*** EXTRACTED TEXT ***

Monday, May 16, 2011

Home Sweet Home....




An Englishwoman's home is her castle....

(This one isn't mine....)


We have just come home. Having been away on a big adventure, on the other side of the world, we are now snuggled up by the fire, while autumn's copper and gold unfolds in the Valley around us. The children are opening up the toy cupboards to greet old friends, and our cat is tripping us up, all purrs and devotion. Hot chocolate and fruit loaf revives me, and a good soak in a lavender bath unwinds me after our long journey, but after falling asleep at 7.30am, I am wide awake six hours later, my mind whirring from the trip we've just made and all the experiences we've had.

We've been to England - back 'home' for me. Having not returned to the UK since emigrating to Australia four and a half years ago, I was wondering how a visit there would impact on me. I was slightly anxious about confronting what I might miss. As it turned out, the England I remember is quite a different place these days.

While I was delighted to return to my favourite childhood haunts with my own children - ruined castles, ancient burial sites, mystical stone circles, eccentric National Trust properties, gentle bluebell woods, quaint little villages full of secrets and treasures, Roman villas, Anglo Saxon churches and magnificent 1000 year-old cathedrals which took a century to build - I was surprised to find myself constantly unable to find my way around the places where I grew up. I kept getting lost - thanks to the modern malaise of shopping. Not my own wish to shop, but the wish to shop, which has now reached epidemic proportions.

***

- _TASK DETAILS_
Pick up the blog post about coming home from a trip to England after the last sentence shown, and write what comes next. The saved entries that come next have nothing to do with this.

*** SUPPLIED DATA ***

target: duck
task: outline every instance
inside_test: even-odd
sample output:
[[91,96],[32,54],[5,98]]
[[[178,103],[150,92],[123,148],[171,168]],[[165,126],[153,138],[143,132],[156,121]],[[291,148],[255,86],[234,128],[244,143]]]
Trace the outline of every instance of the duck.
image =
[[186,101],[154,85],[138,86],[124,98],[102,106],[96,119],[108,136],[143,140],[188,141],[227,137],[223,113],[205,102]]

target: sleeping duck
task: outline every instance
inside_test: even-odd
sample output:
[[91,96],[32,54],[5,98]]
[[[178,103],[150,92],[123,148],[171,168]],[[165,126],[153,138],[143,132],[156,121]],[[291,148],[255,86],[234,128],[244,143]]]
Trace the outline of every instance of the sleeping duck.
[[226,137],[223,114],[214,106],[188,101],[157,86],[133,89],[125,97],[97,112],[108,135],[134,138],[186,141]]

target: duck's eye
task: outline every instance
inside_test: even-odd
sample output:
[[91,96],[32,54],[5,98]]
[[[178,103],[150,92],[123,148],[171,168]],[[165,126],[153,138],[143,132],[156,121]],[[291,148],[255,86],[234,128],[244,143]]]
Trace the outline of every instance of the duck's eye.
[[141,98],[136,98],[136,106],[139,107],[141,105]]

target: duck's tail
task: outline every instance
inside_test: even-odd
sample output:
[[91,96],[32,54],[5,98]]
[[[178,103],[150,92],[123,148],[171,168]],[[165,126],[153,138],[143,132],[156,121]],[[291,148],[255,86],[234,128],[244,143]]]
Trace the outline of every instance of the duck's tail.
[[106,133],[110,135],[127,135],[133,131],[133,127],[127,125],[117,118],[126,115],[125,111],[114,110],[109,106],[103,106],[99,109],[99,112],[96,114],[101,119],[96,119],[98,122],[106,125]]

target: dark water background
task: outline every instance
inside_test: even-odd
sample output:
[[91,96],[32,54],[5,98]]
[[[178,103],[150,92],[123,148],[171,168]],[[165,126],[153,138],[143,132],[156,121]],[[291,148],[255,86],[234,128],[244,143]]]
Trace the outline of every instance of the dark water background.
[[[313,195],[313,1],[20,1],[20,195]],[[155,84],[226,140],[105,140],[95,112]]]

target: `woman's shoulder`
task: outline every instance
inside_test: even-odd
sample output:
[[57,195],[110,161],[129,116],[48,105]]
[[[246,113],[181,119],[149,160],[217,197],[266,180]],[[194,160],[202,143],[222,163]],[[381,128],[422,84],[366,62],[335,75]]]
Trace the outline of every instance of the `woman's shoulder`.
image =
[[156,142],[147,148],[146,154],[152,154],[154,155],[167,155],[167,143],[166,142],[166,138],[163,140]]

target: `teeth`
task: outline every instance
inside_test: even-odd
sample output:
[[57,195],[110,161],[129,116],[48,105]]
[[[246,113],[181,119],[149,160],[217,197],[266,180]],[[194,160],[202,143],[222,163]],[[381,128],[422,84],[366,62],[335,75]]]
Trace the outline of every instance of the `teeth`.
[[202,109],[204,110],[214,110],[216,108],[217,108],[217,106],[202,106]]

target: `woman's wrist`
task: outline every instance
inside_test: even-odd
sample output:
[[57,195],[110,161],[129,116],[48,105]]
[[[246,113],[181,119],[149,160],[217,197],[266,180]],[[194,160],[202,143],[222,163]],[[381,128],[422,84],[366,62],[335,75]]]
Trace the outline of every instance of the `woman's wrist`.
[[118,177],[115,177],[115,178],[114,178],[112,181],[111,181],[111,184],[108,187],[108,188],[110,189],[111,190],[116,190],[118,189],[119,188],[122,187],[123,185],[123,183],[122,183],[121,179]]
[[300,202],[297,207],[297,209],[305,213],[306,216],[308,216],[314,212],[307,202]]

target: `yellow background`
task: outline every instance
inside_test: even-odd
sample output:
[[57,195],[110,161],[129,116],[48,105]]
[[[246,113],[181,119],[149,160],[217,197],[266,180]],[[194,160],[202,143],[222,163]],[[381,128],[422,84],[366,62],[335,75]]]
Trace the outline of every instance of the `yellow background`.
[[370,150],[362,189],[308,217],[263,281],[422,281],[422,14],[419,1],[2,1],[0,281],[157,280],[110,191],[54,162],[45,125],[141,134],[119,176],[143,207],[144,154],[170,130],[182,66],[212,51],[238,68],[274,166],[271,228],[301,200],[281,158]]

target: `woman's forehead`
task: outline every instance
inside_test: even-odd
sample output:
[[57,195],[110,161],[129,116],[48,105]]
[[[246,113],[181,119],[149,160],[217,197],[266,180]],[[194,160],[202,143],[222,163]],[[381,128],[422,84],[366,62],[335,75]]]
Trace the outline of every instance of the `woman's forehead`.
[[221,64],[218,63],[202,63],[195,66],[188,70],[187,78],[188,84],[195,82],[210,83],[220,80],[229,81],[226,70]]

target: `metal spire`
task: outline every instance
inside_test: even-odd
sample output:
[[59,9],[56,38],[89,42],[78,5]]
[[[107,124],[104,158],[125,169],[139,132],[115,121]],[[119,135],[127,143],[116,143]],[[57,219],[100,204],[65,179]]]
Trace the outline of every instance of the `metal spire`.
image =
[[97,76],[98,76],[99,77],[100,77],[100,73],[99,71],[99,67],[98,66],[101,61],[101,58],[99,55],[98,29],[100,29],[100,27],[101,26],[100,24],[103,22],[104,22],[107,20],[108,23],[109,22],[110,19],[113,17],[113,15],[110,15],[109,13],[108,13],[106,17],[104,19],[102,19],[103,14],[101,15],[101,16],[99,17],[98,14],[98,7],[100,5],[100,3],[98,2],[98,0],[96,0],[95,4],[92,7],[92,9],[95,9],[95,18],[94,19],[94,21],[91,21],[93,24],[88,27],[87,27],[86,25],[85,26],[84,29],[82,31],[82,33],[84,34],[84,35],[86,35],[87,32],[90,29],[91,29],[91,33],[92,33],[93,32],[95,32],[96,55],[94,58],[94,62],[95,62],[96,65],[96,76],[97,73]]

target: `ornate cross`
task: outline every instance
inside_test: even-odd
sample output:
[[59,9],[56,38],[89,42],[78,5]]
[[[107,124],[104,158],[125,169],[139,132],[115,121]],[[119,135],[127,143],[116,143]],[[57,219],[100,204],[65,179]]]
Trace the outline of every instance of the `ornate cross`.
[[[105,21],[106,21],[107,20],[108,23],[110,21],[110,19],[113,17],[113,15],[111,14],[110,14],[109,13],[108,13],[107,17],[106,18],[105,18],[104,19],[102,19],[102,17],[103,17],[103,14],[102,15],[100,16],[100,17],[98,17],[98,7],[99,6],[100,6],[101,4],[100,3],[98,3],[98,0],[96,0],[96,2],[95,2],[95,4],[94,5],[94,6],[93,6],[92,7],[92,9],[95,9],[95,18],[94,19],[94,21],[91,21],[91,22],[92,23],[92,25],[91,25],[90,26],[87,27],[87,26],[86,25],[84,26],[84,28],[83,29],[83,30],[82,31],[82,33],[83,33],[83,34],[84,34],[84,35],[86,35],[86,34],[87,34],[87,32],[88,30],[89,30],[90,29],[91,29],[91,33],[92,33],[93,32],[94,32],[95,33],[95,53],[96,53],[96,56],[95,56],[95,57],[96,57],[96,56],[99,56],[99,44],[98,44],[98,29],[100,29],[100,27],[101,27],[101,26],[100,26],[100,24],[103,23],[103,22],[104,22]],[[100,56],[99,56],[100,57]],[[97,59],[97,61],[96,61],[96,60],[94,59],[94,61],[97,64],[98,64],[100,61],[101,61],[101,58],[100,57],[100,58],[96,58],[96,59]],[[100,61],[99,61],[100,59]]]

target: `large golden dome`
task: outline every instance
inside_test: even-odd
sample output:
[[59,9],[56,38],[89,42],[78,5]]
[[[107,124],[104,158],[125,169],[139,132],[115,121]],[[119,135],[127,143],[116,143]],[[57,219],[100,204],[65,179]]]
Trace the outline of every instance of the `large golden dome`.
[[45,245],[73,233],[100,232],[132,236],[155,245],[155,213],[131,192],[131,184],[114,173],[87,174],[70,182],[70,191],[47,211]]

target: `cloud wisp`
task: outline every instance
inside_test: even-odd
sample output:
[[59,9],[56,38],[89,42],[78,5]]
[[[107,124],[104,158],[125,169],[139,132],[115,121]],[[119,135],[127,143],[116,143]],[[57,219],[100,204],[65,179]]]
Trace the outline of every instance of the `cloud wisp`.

***

- _ANSWER SECTION_
England is being overtaken by the virus of consumerism, and towns that were once easy to find from the main roads and motorways are now obscured by the arrival of horrifyingly huge retail parks. In turn these require the building of endless roundabouts and extra roads in order to be reached, and multi-storey car parks in order to be accessed. The elegant Regency town of Cheltenham, where I spent my adolescence, has virtually burst at the seams, with shopping arcardes and superstores having rent it apart. Bristol, where my brother lives, is now attached to an entire landscape of car parks and hotel-sized retail enterprises that threaten to disorientate and nauseate even the hardiest of shoppers, and Gloucester, once home to my grandparents, has also been eclipsed by a sea of concrete and the bleeping tunes of transactions.

Bewildered by the sheer proliferation of such unabated consumerism, I found myself constantly asking - who could possibly be shopping to this extent? How would they find the time? Why would they want to spend that time shopping, especially with their children?

It got worse when we arrived at Dubai. There the shopping arcades are opulent temples to the gods of spending, pressurising all who enter to step up, look the part and leave with nothing in their minds or their wallets. This was a whole new game and it scared me because I could see how it actually affected people's thought processes, diverting their intellects and their energies into consuming. There, shopping is a way of life, and people who aren't careful or conscious are sucked right into the eye of the storm without a thought for the value of the rich and beautiful, but now disappearing, Arabic culture that pre-exists the coming of the malls by thousands of years. Or the environment.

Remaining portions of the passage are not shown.